_Assignment_
Please give an exact copy of every line from the one holding "Please mark the chin" through the final line of the records below.
--
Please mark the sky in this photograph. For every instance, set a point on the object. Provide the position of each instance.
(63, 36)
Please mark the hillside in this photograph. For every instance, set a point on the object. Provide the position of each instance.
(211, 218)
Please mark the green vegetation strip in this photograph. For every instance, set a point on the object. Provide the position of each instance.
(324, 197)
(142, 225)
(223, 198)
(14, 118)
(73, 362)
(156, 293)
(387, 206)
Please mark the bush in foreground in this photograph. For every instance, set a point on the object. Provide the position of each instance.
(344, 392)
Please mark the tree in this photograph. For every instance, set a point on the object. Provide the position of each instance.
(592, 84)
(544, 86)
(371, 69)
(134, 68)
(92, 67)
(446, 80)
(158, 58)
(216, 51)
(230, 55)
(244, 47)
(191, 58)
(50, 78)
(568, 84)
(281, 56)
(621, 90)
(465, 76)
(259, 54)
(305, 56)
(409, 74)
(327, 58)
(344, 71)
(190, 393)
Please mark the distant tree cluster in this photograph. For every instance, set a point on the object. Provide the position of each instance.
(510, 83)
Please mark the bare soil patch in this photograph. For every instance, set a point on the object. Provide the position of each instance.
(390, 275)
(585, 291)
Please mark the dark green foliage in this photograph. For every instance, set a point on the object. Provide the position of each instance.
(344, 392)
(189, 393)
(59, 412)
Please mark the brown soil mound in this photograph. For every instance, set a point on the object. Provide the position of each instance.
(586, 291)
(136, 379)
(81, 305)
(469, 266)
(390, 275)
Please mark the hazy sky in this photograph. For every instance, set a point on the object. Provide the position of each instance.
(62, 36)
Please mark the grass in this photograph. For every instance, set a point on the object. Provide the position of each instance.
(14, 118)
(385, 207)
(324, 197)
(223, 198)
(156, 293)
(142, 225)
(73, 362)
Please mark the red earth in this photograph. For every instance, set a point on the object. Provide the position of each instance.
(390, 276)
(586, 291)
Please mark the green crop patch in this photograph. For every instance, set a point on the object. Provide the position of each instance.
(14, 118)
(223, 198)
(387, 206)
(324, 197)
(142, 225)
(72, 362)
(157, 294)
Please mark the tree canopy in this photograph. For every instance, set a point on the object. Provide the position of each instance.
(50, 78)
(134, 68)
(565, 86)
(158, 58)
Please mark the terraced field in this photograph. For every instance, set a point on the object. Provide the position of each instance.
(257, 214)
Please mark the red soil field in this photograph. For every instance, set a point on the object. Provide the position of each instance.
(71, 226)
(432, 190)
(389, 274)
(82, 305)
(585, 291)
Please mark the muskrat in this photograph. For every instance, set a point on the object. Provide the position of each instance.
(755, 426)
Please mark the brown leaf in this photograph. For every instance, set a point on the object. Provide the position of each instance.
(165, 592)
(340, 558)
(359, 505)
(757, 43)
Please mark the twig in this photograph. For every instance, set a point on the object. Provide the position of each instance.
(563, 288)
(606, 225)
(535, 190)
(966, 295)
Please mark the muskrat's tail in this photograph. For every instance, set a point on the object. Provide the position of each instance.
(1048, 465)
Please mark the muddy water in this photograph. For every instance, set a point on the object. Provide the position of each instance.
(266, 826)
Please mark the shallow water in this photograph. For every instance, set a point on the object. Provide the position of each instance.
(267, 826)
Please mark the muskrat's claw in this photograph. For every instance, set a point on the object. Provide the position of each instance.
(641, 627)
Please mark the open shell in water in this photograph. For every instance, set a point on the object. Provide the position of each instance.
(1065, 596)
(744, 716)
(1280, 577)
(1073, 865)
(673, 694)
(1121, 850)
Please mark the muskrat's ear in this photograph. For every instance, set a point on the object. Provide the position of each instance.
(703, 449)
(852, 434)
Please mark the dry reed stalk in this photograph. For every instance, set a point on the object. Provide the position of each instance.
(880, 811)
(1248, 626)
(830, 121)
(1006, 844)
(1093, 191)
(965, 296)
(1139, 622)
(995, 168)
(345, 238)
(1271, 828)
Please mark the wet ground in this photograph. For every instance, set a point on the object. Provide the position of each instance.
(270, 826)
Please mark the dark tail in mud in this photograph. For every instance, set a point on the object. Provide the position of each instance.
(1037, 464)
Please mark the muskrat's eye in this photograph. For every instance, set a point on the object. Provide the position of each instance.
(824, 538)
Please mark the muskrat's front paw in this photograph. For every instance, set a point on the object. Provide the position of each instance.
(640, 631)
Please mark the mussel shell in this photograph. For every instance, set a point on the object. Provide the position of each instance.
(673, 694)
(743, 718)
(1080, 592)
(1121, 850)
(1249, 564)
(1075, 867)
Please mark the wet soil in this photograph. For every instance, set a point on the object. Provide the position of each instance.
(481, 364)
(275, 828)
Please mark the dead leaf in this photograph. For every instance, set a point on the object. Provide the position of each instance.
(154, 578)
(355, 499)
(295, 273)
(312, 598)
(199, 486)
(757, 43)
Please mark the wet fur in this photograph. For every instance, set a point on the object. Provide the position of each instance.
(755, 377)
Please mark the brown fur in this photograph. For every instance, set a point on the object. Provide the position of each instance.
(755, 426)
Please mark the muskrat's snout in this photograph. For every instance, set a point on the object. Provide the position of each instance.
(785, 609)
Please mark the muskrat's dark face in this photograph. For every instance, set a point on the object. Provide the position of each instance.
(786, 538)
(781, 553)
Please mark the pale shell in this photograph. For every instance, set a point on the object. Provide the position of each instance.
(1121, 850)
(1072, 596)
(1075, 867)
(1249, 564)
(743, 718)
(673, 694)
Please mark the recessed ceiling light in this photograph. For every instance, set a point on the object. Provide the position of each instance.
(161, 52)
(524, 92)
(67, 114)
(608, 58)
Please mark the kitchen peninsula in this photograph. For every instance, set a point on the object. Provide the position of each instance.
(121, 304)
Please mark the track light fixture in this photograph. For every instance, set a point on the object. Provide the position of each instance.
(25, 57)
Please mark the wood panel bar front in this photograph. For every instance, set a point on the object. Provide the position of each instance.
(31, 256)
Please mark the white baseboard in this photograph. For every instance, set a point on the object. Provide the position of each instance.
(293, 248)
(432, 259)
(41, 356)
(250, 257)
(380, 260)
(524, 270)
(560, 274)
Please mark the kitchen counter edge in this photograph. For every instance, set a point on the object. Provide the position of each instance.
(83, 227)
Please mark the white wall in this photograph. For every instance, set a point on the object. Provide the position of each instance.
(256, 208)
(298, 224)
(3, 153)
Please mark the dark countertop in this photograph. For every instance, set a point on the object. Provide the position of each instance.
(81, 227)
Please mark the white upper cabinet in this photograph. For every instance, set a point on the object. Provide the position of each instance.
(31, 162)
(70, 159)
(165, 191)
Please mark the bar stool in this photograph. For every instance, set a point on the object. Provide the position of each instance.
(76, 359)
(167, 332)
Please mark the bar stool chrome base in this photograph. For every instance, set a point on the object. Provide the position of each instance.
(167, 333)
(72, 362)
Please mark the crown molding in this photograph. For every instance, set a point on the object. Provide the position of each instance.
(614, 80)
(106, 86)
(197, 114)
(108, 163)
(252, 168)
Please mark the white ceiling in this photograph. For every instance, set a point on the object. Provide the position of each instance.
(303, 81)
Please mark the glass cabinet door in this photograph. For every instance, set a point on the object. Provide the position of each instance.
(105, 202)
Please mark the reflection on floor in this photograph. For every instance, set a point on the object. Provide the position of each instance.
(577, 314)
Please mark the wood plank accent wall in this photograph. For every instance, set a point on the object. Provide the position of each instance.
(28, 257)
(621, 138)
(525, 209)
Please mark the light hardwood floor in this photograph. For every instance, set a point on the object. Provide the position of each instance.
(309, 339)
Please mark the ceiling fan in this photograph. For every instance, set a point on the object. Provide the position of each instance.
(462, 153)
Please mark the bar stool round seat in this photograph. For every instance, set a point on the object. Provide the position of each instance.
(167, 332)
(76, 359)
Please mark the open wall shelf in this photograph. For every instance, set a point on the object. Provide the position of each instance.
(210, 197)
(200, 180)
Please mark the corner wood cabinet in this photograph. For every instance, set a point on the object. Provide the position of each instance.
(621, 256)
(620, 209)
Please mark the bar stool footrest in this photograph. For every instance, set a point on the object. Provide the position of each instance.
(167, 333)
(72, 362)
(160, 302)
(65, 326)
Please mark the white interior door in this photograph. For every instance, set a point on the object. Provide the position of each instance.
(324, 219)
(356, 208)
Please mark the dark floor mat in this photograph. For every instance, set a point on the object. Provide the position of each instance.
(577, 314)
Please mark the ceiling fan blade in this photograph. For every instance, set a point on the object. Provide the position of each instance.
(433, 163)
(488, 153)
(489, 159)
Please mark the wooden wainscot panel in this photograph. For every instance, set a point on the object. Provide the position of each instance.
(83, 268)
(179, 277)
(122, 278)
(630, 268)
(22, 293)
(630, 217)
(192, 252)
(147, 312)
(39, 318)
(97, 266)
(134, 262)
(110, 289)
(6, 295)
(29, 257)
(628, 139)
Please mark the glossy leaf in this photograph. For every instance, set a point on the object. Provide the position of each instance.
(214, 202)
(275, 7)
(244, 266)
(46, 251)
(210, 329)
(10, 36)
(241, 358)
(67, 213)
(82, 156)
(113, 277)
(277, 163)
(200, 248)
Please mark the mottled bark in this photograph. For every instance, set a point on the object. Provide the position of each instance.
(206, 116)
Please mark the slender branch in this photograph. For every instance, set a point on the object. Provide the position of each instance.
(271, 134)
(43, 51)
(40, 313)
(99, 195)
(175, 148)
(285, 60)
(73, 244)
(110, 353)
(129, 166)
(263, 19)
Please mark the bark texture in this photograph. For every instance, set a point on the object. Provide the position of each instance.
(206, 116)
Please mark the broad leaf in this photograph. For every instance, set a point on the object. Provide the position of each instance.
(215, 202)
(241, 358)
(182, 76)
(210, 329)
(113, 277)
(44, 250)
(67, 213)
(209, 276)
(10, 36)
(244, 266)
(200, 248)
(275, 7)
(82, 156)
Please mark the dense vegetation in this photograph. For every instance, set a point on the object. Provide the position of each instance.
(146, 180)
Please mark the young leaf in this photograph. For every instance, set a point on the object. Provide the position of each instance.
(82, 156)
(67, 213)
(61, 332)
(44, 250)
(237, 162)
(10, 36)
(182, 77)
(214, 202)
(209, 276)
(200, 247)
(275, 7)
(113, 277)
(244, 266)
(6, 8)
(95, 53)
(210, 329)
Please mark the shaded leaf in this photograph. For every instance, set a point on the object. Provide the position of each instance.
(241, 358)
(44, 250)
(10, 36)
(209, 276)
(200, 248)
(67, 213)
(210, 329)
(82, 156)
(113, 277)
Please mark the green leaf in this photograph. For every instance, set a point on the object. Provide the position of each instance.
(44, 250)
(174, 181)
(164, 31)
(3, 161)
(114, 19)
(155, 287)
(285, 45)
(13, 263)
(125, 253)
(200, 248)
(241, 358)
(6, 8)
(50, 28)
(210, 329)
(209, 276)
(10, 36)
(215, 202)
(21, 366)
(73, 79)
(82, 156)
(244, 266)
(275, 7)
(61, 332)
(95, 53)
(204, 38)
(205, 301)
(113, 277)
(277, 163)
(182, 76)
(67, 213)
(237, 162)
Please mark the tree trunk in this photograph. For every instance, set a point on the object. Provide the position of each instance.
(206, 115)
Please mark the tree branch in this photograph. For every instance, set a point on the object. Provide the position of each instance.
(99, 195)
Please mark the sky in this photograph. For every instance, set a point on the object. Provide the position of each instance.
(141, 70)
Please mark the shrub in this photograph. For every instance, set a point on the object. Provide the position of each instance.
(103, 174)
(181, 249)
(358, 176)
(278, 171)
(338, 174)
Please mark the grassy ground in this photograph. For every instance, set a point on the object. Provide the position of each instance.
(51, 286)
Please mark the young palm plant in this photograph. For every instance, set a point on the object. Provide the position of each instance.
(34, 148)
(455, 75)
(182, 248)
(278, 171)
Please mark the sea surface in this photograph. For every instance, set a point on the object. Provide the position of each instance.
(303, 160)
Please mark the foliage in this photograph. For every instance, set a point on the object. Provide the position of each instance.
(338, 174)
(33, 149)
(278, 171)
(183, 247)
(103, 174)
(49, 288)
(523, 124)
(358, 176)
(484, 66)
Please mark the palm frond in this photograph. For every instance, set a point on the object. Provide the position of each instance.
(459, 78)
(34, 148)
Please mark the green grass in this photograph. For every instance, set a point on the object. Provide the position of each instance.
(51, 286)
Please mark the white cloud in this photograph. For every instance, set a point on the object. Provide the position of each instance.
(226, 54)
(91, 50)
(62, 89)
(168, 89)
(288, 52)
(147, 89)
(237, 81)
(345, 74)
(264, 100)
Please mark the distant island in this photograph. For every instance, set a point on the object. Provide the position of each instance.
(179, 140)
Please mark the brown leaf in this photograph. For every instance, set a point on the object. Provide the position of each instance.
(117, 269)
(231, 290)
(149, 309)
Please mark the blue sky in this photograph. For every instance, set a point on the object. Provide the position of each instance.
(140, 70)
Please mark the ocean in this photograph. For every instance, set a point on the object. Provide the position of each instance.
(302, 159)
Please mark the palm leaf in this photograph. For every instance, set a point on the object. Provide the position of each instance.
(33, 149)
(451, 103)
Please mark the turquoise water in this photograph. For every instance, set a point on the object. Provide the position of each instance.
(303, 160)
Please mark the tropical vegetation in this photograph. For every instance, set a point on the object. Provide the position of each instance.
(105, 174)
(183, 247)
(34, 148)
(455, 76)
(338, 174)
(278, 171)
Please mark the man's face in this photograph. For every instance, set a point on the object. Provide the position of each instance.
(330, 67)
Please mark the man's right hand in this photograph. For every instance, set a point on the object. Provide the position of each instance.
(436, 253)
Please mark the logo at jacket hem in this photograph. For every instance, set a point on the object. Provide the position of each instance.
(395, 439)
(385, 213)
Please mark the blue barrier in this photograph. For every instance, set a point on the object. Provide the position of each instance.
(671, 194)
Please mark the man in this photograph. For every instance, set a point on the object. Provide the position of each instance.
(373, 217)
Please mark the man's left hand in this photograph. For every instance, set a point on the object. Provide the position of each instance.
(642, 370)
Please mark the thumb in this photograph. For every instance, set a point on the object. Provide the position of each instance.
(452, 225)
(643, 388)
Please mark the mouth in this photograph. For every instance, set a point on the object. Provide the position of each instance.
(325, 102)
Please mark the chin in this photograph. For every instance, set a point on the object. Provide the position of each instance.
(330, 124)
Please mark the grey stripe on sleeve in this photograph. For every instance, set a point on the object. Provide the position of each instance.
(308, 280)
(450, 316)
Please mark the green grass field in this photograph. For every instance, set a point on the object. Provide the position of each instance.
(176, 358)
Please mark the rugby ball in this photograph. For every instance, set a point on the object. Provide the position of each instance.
--
_Answer to the problem_
Please mark the chin in this photograph. For every instance, set a point on the object. Provide the position of each instance.
(330, 124)
Please mark the grey stripe on sleeve in this photograph. For every instance, set a point on the object. Provide the position of each instance.
(308, 280)
(450, 316)
Please mark the green grass field in this photograph. For every instance, set a point on the object. Provide the position of each instance.
(176, 358)
Please mark the rugby ball in this photograph. For every instance, set a point on the object. Provide the position of each instance.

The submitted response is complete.